Activity: Please return every record exactly as it appears.

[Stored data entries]
* * *

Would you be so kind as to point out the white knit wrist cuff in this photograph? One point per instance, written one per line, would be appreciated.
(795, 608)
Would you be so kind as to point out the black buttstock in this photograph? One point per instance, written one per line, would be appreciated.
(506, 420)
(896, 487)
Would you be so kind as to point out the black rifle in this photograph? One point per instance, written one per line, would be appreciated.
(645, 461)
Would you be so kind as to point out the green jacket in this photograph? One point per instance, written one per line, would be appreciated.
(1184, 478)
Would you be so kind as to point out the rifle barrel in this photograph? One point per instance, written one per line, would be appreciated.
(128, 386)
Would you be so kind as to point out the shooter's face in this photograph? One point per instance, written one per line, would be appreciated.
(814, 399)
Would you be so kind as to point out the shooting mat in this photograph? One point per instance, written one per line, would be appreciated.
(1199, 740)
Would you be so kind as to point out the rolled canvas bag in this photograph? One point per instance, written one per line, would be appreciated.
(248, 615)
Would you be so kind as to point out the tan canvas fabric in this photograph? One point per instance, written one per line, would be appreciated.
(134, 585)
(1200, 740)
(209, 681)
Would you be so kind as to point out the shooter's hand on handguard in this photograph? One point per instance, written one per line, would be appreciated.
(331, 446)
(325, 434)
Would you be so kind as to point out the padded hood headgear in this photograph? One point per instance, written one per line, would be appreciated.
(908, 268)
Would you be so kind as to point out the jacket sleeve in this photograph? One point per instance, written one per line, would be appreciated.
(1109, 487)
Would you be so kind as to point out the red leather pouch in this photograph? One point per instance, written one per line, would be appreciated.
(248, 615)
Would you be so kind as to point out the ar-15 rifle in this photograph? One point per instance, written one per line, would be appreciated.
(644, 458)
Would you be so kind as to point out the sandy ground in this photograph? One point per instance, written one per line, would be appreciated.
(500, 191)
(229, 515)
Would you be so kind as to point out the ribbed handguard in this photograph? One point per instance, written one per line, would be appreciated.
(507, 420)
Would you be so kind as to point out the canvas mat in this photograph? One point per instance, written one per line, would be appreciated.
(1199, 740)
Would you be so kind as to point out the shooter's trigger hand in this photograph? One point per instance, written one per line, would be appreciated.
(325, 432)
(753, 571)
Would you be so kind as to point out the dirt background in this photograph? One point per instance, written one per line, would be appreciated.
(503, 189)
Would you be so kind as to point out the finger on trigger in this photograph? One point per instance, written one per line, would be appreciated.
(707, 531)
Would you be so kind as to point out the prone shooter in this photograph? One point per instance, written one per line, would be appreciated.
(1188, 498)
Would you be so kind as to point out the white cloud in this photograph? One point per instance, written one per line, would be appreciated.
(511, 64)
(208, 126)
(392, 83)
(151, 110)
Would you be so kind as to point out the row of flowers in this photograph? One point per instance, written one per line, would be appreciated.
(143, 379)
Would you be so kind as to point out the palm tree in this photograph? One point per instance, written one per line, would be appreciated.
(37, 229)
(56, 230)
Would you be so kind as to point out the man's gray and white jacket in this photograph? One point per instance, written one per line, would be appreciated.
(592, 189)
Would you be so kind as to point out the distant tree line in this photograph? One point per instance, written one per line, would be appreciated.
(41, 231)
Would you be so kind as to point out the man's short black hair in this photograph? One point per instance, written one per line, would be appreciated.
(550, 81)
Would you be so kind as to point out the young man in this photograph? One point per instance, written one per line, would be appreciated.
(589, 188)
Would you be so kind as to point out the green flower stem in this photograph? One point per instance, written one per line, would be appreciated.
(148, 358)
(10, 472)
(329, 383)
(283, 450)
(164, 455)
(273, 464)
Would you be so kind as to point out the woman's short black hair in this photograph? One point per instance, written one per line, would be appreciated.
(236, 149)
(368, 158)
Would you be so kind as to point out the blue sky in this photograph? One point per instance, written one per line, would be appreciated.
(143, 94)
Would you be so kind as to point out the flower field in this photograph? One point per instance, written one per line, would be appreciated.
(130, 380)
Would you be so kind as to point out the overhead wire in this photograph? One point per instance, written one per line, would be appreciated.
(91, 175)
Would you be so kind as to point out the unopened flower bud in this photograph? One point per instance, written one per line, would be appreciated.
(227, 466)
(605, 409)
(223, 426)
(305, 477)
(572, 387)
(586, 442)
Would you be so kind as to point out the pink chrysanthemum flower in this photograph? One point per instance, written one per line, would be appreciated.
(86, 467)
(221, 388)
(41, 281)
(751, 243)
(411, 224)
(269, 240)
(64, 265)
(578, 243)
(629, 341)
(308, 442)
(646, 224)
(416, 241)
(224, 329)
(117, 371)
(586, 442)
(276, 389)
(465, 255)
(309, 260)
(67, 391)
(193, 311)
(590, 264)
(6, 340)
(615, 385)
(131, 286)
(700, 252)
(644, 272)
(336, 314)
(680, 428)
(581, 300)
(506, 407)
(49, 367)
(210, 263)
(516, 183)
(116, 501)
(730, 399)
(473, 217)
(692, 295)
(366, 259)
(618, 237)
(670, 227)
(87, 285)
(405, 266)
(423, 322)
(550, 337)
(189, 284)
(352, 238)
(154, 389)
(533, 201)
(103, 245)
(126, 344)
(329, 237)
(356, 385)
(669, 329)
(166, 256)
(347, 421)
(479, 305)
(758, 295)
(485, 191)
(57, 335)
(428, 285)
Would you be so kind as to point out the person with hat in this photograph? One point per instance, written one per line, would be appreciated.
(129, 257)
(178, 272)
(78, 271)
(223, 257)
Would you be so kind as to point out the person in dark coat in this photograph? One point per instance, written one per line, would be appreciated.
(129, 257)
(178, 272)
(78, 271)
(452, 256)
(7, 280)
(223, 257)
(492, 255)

* * *

Your solution:
Would you be so kind as to point out the white knit wrist cuff in this photograph? One point per instance, written one per line, would be appreciated.
(795, 608)
Would you be so kind as to point out the black buttstock in this photograph? One point per instance, written one per line, would be appreciated.
(506, 420)
(896, 487)
Would you be so kind as to point out the black rifle in this photograph? One point per instance, written one per line, would be appreciated.
(645, 461)
Would you be so kind as to point out the green jacket in this photograph? One point per instance, written one per line, would be appreciated.
(1184, 478)
Would you be so kind as to point out the rifle barrel in this photograph? One point per instance, written one per line, would be appreciated.
(128, 386)
Would you be so kind as to point out the shooter's face in this photograph? One point per instance, written one per line, would be appreciated.
(814, 399)
Would you be so kind as to point out the shooting mat in this photograph? One point per instance, written one per line, would be appreciated.
(1199, 740)
Would you be so kind as to point out the rolled canvas bag in this photograph? One point per instance, written one per line, would be appreciated.
(248, 615)
Would you be so kind as to point out the tan canvas fabric in this photograph? One point per instance, written one per line, would be appreciated.
(134, 585)
(1200, 740)
(209, 681)
Would you be so kind as to point out the shooter's hand on handguard in this photograph? One point per instance, written one per line, would be appreciated.
(331, 446)
(325, 434)
Would you be so kind as to point out the padded hood headgear in this photograph? One point per instance, written one per line, would be appreciated.
(908, 268)
Would you be so kind as to point out the jacket sleeve in this photograph? One point per instance, written one per line, would be appreciated.
(1109, 487)
Would you be so kind as to point out the red leather pouch in this photograph? One point per instance, written one per line, would be appreciated.
(248, 615)
Would you be so kind as to point out the ar-15 rifle in this photograph? One point per instance, written one per line, would be appreciated.
(644, 458)
Would you be so kind as to point out the sandy ground in this photograph? One point per instance, written one per line, would be appreciated.
(500, 191)
(229, 515)
Would you be so kind as to point out the ribbed handguard in this photograph? One point per instance, written one per line, would be appreciated.
(507, 420)
Would you be so kind as to point out the canvas mat in this photograph? One point per instance, written one per line, would be appreciated.
(1199, 740)
Would you be so kind as to point out the shooter's trigger hand in this photograph? One point per instance, written one per line, would be appreciated.
(325, 432)
(753, 571)
Would you be so kind as to point out the dirt background in this photograph? One point per instance, written one per line, would be appreciated.
(503, 189)
Would you be so kind as to point out the finger on trigger in this photograph? One point per instance, written one per line, would be appreciated.
(707, 531)
Would you be so kind as to point out the prone shooter in this photograph? One point per instance, written one per line, would be appreciated.
(1188, 498)
Would you be so kind as to point out the white cloud in this photograph? One point per instance, written one per line, would be appreciated.
(511, 64)
(208, 126)
(392, 83)
(151, 110)
Would you be so kind as to point out the row of flowers in this photograph? One point per instance, written one per line, would be appreciated.
(143, 379)
Would you be so kind as to point out the palm tree in this photograph? One point per instance, written one per line, would be appreciated.
(37, 229)
(56, 230)
Would you be so kind as to point out the man's gray and white jacket in this photograph? One point per instance, written one per line, would be appreciated.
(592, 189)
Would you be so kind as to point out the distant tree line in this photograph? One point per instance, written one per line, would be appreciated.
(41, 231)
Would you be so kind as to point out the man's short black hair in this photograph? One point per instance, written one per line, would be appreciated.
(550, 81)
Would you be so kind as to point out the young man in this photograph? One point per instance, written one per line, would be appreciated.
(589, 188)
Would you be so kind as to point out the green flower stem in this photograph? One point per instance, written one per line, would be appreciated.
(148, 358)
(10, 472)
(329, 383)
(283, 450)
(164, 455)
(273, 464)
Would you be so kind as to point out the woman's short black hair in this photograph? One point per instance, written one per line, would be appreciated.
(236, 149)
(368, 158)
Would you be so kind as to point out the blue sky in this photograph? One point per instance, written one per line, would be appreciated.
(143, 94)
Would you be so kind as to point out the flower field in this photograph? One point per instance, written one per line, would be appreciated.
(130, 380)
Would you be so kind as to point out the overhead wire in this photograph? One point per instance, written one per line, would be appreciated.
(91, 175)
Would you be so kind as to point out the unopened flower bud in this photograph? One point per instance, written one per line, would be appreciated.
(227, 466)
(605, 409)
(223, 426)
(305, 477)
(572, 387)
(586, 442)
Would you be so kind as to point out the pink chrysanthemum flower in this photograph? One point per instance, written one per line, would be appreciated.
(86, 467)
(221, 388)
(41, 281)
(751, 243)
(411, 224)
(269, 240)
(64, 265)
(578, 243)
(629, 341)
(308, 442)
(646, 224)
(416, 241)
(224, 329)
(117, 371)
(586, 442)
(276, 389)
(465, 255)
(309, 260)
(67, 391)
(193, 311)
(590, 264)
(6, 340)
(615, 385)
(131, 286)
(700, 252)
(644, 272)
(336, 314)
(680, 428)
(581, 300)
(506, 407)
(49, 367)
(210, 263)
(516, 183)
(116, 501)
(730, 399)
(473, 217)
(692, 295)
(366, 259)
(618, 237)
(670, 227)
(87, 285)
(405, 266)
(423, 322)
(550, 337)
(189, 284)
(352, 238)
(154, 389)
(533, 201)
(103, 245)
(126, 344)
(329, 237)
(356, 385)
(669, 329)
(166, 256)
(347, 421)
(479, 305)
(758, 295)
(485, 191)
(57, 335)
(428, 285)
Would you be so kind as to point out the person with hat in this photograph? One point per instance, written one per line, would be appreciated.
(129, 257)
(178, 272)
(78, 271)
(223, 257)
Would you be so kind as to point out the person in dark coat in this photograph? One point per instance, written one per line, would be appreciated.
(129, 257)
(178, 272)
(78, 271)
(452, 256)
(7, 280)
(223, 257)
(492, 255)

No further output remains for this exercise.